> _What you need to do_:
Since pictures are not wanted, repeat only the text of the records, word for word.
Start of Block
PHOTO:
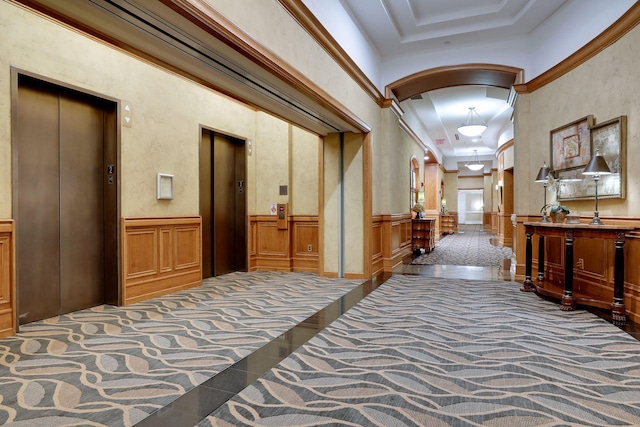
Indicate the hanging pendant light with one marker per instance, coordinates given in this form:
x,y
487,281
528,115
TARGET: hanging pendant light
x,y
473,125
474,164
End of Block
> _Written answer_:
PHOTO:
Indicate the hanging pendant light with one marker per instance, coordinates given in this form:
x,y
487,281
528,115
TARGET: hanging pendant light
x,y
473,125
474,164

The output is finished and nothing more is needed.